Task objective: Output the lines of the data from the line containing "Target: green hose" through the line containing "[[[1,91],[0,168],[255,168],[254,132],[136,93]]]", both included, as a JSON list of strings with one string per line and blank lines omitted. Leave the pictures out of the list.

━━ Data to process

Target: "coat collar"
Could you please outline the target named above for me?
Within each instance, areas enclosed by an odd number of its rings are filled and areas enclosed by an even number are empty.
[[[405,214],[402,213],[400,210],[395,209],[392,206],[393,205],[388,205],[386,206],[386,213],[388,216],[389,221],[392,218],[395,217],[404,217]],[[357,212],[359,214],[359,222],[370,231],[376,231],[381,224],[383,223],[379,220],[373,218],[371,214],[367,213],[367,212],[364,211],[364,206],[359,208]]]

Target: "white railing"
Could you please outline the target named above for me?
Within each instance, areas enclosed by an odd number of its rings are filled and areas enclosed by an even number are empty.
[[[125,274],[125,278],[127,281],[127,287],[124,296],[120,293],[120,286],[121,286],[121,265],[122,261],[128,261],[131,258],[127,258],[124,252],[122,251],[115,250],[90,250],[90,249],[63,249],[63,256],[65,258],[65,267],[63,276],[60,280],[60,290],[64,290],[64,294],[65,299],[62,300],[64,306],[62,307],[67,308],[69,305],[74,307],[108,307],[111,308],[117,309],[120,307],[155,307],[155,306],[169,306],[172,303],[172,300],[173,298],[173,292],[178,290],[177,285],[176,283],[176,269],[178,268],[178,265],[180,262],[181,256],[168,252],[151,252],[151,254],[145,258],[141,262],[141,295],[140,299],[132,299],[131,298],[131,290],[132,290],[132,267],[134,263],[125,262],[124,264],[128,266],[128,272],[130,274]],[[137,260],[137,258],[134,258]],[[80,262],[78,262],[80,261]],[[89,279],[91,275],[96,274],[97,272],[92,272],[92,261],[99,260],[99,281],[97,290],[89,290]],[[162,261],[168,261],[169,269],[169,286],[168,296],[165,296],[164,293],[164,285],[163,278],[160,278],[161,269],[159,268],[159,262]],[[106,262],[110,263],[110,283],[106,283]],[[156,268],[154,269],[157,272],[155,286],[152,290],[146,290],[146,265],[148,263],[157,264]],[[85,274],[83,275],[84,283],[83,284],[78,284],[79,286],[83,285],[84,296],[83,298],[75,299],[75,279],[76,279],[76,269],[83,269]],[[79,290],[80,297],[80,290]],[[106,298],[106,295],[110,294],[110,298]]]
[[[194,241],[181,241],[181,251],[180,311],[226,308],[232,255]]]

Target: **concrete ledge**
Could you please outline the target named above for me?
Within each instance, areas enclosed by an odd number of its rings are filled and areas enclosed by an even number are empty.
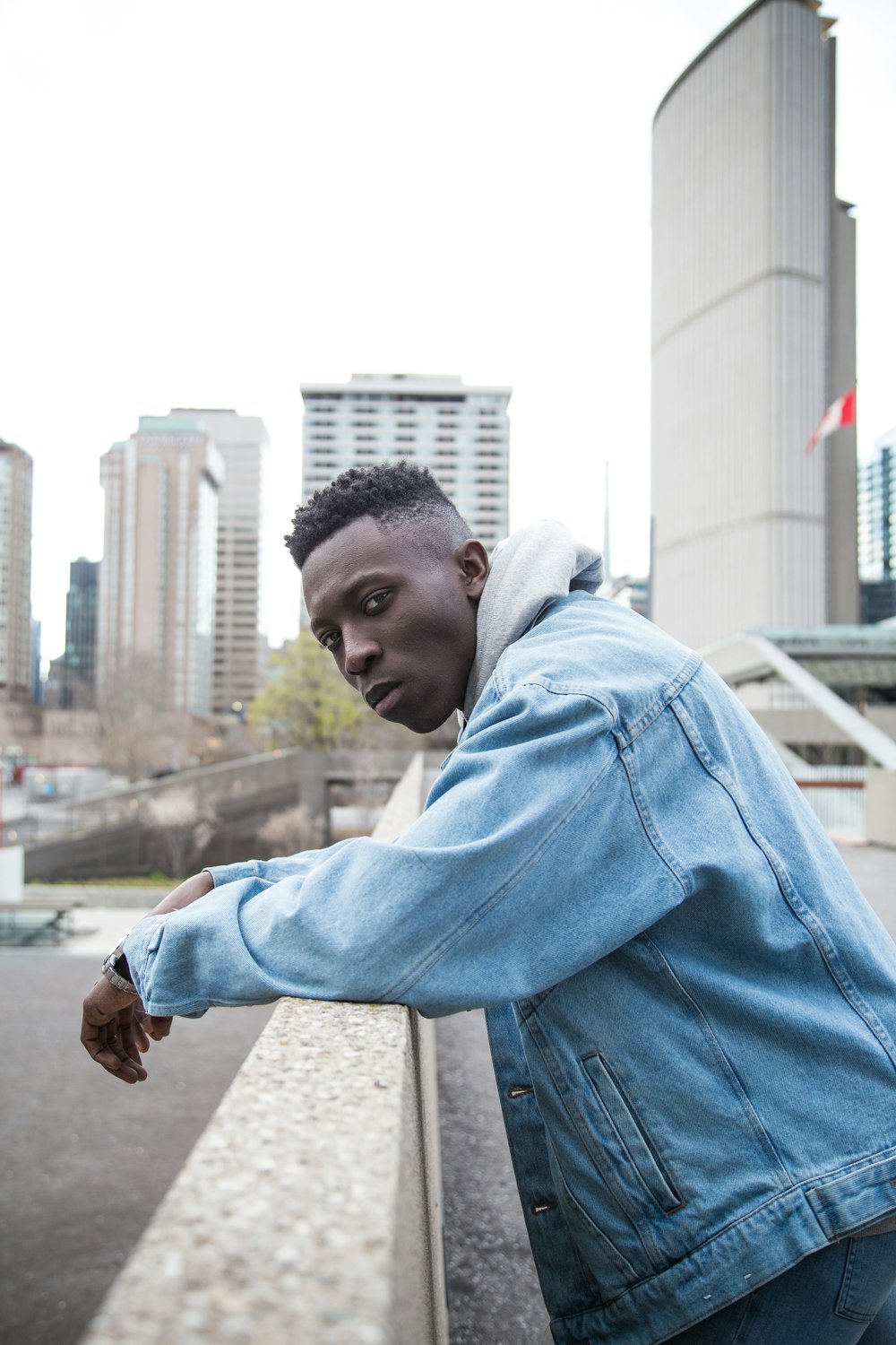
[[[416,816],[422,779],[420,756],[380,839]],[[445,1345],[431,1024],[281,1001],[82,1345],[122,1338]]]

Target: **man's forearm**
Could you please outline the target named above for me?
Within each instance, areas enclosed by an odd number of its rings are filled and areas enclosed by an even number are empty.
[[[207,896],[214,890],[215,884],[212,877],[204,869],[201,873],[195,873],[192,878],[184,878],[184,881],[169,892],[167,897],[153,907],[149,912],[150,916],[164,916],[169,911],[183,911],[184,907],[191,905],[193,901],[199,901],[200,897]]]

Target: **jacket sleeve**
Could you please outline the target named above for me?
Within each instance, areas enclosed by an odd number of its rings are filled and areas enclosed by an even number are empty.
[[[223,888],[228,882],[239,882],[240,878],[263,878],[266,882],[279,882],[281,878],[304,878],[312,869],[322,863],[334,854],[348,841],[337,841],[336,845],[324,850],[300,850],[298,854],[285,855],[278,859],[246,859],[243,863],[212,863],[203,869],[211,874],[216,888]]]
[[[278,995],[426,1014],[505,1003],[575,974],[681,900],[649,845],[639,862],[657,873],[642,900],[627,885],[602,890],[606,863],[629,872],[623,822],[639,826],[604,706],[492,683],[398,842],[349,841],[285,877],[259,866],[138,925],[128,963],[157,1014]]]

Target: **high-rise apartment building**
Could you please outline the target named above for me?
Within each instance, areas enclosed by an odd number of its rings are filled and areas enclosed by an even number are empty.
[[[97,597],[99,562],[81,555],[69,566],[66,597],[66,651],[58,670],[59,706],[63,710],[93,709],[97,685]]]
[[[862,621],[896,616],[896,426],[858,468],[858,578]]]
[[[137,695],[210,713],[223,475],[193,413],[141,416],[137,432],[102,456],[98,709]]]
[[[509,387],[461,378],[352,374],[302,383],[302,498],[349,467],[406,457],[429,467],[490,549],[508,534]]]
[[[32,461],[0,438],[0,699],[31,701]]]
[[[834,194],[830,19],[758,0],[653,129],[653,617],[705,646],[858,616],[850,207]]]
[[[180,408],[171,414],[196,417],[211,434],[224,463],[224,479],[218,492],[212,710],[219,714],[239,713],[261,690],[267,668],[263,550],[270,441],[258,416],[201,408]]]

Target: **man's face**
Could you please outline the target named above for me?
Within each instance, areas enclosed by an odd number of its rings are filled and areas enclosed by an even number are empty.
[[[420,535],[359,518],[306,558],[312,631],[384,720],[430,733],[463,703],[476,607],[488,560],[480,542],[447,555]]]

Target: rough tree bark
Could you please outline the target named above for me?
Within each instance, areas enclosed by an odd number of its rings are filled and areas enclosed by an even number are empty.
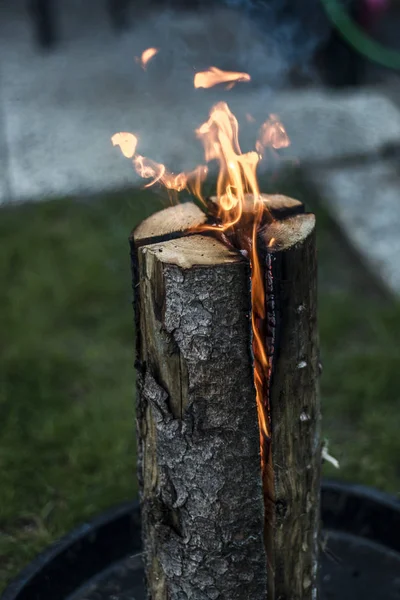
[[[157,213],[132,236],[151,600],[317,598],[315,219],[283,196],[265,203],[275,218],[258,238],[270,354],[268,489],[252,372],[250,267],[233,248],[237,239],[226,239],[228,248],[193,235],[206,222],[194,205]]]
[[[317,598],[320,405],[318,397],[317,261],[314,215],[263,231],[270,355],[273,517],[270,596]]]
[[[134,250],[152,600],[265,600],[249,267],[200,235]]]

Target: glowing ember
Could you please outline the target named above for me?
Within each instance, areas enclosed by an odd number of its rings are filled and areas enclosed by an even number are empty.
[[[159,53],[159,49],[158,48],[147,48],[146,50],[144,50],[140,56],[140,58],[136,57],[136,62],[140,64],[140,66],[142,67],[142,69],[145,71],[146,67],[147,67],[147,63],[149,62],[149,60],[151,60],[152,58],[154,58],[154,56],[156,54]]]
[[[248,73],[236,73],[234,71],[221,71],[217,67],[210,67],[208,71],[200,71],[194,76],[195,88],[210,88],[218,83],[229,83],[227,89],[231,89],[238,81],[250,81]]]

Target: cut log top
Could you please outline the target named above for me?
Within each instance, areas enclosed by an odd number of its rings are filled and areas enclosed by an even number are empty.
[[[238,252],[232,252],[218,240],[205,235],[191,235],[146,245],[142,251],[153,253],[160,262],[174,264],[183,269],[243,260]]]
[[[315,228],[315,216],[302,214],[284,221],[273,221],[260,231],[260,237],[271,253],[287,250],[304,241]]]
[[[173,238],[203,225],[207,215],[193,202],[185,202],[160,210],[145,219],[133,232],[135,244],[142,246],[152,238]],[[155,240],[156,241],[156,240]]]

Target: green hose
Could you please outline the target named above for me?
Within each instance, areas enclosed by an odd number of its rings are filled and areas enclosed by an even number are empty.
[[[389,69],[400,69],[400,52],[370,38],[348,15],[338,0],[321,0],[328,17],[342,37],[358,52]]]

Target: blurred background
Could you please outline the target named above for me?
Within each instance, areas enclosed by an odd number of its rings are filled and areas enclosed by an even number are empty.
[[[128,236],[167,201],[110,138],[193,168],[216,100],[244,150],[279,114],[261,188],[317,214],[325,475],[399,494],[399,31],[396,0],[0,0],[0,589],[137,493]]]

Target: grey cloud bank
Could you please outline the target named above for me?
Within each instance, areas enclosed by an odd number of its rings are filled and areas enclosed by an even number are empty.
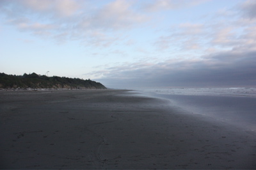
[[[223,52],[202,60],[166,61],[131,68],[102,70],[97,79],[109,88],[256,86],[256,51]]]

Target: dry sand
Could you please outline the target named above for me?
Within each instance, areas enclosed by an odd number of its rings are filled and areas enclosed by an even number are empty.
[[[1,169],[255,169],[253,132],[125,90],[0,91]]]

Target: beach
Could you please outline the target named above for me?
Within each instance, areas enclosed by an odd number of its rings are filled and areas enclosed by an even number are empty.
[[[1,91],[0,168],[255,168],[254,132],[136,93]]]

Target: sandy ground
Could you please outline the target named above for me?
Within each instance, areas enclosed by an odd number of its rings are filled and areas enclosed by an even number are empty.
[[[0,91],[1,169],[255,169],[256,135],[125,90]]]

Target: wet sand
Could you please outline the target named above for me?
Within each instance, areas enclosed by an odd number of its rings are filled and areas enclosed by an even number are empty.
[[[127,92],[0,91],[0,168],[255,168],[254,132]]]

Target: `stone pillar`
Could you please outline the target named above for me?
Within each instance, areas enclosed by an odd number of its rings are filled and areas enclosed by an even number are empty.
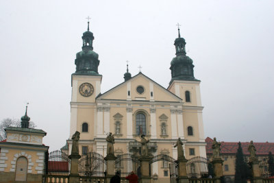
[[[105,158],[105,160],[107,162],[105,183],[110,183],[111,178],[115,175],[115,160],[114,156],[107,156]]]
[[[141,178],[140,179],[140,183],[151,183],[151,172],[153,172],[150,169],[149,162],[152,160],[153,156],[141,156],[140,161],[141,163]]]
[[[260,162],[258,160],[253,160],[249,161],[249,164],[251,167],[251,173],[253,183],[262,182],[262,177],[260,173],[259,164]]]
[[[79,154],[71,154],[68,158],[71,159],[71,174],[69,175],[69,183],[79,183],[80,182],[78,173],[78,161],[81,158]]]
[[[216,180],[216,183],[221,183],[221,180],[223,177],[223,160],[219,158],[214,158],[212,161],[213,164],[214,173],[215,175],[215,178],[219,180]]]
[[[188,178],[186,175],[186,162],[185,157],[179,158],[178,163],[178,183],[188,183]]]

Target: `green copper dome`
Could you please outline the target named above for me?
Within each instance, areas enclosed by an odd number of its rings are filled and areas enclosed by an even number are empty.
[[[89,22],[88,22],[88,31],[84,32],[82,51],[76,54],[75,64],[76,65],[75,74],[80,75],[98,75],[98,66],[100,61],[99,55],[93,51],[93,33],[89,31]]]
[[[176,57],[171,62],[171,84],[173,80],[195,80],[193,73],[193,61],[186,56],[186,40],[181,38],[178,29],[178,38],[174,41],[176,49]]]

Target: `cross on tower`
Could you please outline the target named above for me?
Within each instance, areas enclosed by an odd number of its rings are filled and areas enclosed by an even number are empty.
[[[181,26],[181,25],[179,25],[179,23],[177,23],[176,25],[178,26],[178,37],[181,38],[181,35],[179,34],[179,26]]]
[[[139,72],[140,73],[141,72],[141,69],[142,69],[141,65],[140,65],[138,68],[140,69]]]
[[[86,17],[86,19],[88,19],[88,31],[89,31],[90,30],[90,19],[91,19],[90,18],[89,16],[88,16],[88,17]]]

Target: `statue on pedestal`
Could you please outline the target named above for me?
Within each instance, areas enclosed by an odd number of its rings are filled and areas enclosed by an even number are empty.
[[[256,160],[256,148],[255,148],[254,145],[253,144],[253,141],[250,141],[250,144],[248,147],[248,151],[250,153],[249,160]]]
[[[212,143],[212,158],[213,159],[220,158],[221,143],[216,141],[216,137],[214,138]]]
[[[73,146],[71,147],[71,154],[79,154],[79,145],[78,141],[80,138],[80,132],[76,131],[73,135],[71,139],[73,139]]]
[[[107,145],[107,156],[114,156],[114,147],[113,144],[114,143],[114,136],[112,132],[110,132],[105,141],[108,142]]]
[[[181,141],[181,138],[179,137],[178,140],[176,142],[176,144],[173,147],[177,147],[178,159],[186,158],[184,154],[183,145],[184,145],[183,143]]]
[[[147,147],[147,143],[149,142],[149,140],[147,140],[145,138],[145,135],[141,136],[140,143],[142,145],[141,148],[141,155],[142,156],[149,156],[149,148]]]

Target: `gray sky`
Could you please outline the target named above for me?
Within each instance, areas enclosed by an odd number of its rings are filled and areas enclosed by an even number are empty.
[[[103,93],[126,60],[166,88],[177,23],[201,92],[206,136],[273,142],[273,1],[0,0],[0,120],[28,114],[58,149],[68,138],[74,60],[90,16]]]

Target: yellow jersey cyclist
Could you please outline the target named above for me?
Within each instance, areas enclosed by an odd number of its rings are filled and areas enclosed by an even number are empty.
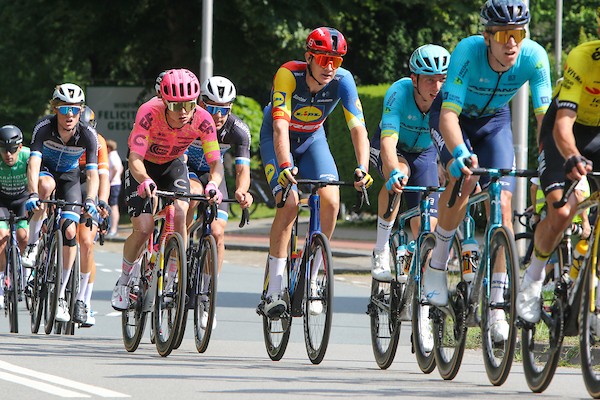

━━━━

Solution for this task:
[
  "Target: green hose",
  "Could you please outline the target named above for me?",
  "Within each instance, areas enclosed by an odd number of its rings are filled and areas enclosed by an even number are empty.",
  "[[[389,69],[400,69],[400,52],[370,38],[348,15],[338,0],[321,0],[328,17],[342,37],[358,52]]]",
  "Target: blurred background",
  "Could you please outline the target named above for me?",
  "Within each instance, areas enclosed by an odd number of its rings are filled and areas enclosed by an even number are empty.",
  "[[[128,236],[167,201],[110,138],[193,168],[216,100],[244,150],[279,114],[261,188],[317,214],[325,475],[399,494],[399,31],[396,0],[0,0],[0,589],[137,493]]]",
  "Target: grey cloud bank",
  "Could you please outline the target named above for me?",
  "Within each instance, areas enclosed by an odd number of its rings are filled and areas enclosed by an even number are empty.",
  "[[[223,52],[202,60],[166,61],[131,68],[102,70],[97,79],[109,88],[256,86],[256,51]]]",
  "Target: dry sand",
  "Could you please outline the target named above for me?",
  "Within each instance, areas enclosed by an odd number of its rings are filled and areas enclosed by an even number are empty.",
  "[[[1,169],[255,169],[253,132],[125,90],[0,91]]]",
  "Target: beach",
  "Could you please outline the target named above for me?",
  "Within each instance, areas enclosed by an odd number of its rings are filled and areas enclosed by an even number are empty.",
  "[[[1,91],[0,168],[255,168],[254,132],[136,93]]]"
]